Dataset items:
(begin)

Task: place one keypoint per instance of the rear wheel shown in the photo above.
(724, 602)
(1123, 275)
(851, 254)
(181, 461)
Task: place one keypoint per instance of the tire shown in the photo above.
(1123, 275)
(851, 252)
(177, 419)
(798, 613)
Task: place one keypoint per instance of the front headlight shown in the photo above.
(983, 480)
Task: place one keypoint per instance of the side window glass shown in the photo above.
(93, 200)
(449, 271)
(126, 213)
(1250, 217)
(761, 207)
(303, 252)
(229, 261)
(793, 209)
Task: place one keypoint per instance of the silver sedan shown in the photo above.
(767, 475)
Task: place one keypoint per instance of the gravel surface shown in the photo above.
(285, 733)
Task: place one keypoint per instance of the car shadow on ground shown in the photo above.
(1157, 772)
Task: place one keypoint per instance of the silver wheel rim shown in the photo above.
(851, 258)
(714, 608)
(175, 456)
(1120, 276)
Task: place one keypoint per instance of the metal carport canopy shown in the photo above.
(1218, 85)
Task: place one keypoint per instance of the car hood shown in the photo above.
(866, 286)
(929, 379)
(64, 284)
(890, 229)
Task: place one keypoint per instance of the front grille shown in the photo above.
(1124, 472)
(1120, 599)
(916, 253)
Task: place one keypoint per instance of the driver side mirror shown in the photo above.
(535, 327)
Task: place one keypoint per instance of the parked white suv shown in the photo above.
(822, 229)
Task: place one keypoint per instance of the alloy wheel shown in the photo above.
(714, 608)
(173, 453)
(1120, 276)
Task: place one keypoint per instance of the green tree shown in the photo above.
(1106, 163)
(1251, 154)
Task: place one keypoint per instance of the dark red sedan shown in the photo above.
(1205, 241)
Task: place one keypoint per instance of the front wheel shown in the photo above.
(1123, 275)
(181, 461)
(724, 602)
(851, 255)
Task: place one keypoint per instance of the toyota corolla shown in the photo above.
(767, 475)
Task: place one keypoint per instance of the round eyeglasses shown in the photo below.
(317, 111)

(end)

- WORK TO DO
Rewrite the stretch from the start of the lines above through the line containing "(1157, 772)", putting "gray sedan" in place of "silver sedan" and leaving everything else unchanged.

- PROBLEM SOLUTION
Task: place one keypoint per instance of the rear wheel shown in the photo above.
(724, 602)
(1123, 275)
(851, 254)
(181, 461)
Task: place one keypoint per instance of the tire shown in the photo above.
(1123, 275)
(851, 252)
(177, 419)
(798, 613)
Task: place one keypoint per instance of the front headlight shown in the photo above.
(983, 480)
Task: place one keypoint per instance of the side window glass shown in the photo above.
(93, 200)
(449, 271)
(126, 213)
(1250, 217)
(761, 207)
(303, 252)
(229, 261)
(793, 209)
Task: place one keypoint per instance of the gray sedan shown in the photo above.
(767, 475)
Task: place one keypoint per instance of the gravel surface shown in the photo above.
(285, 733)
Task: place one keypoint per instance of the car shadow on ground shown in the photo above.
(1157, 772)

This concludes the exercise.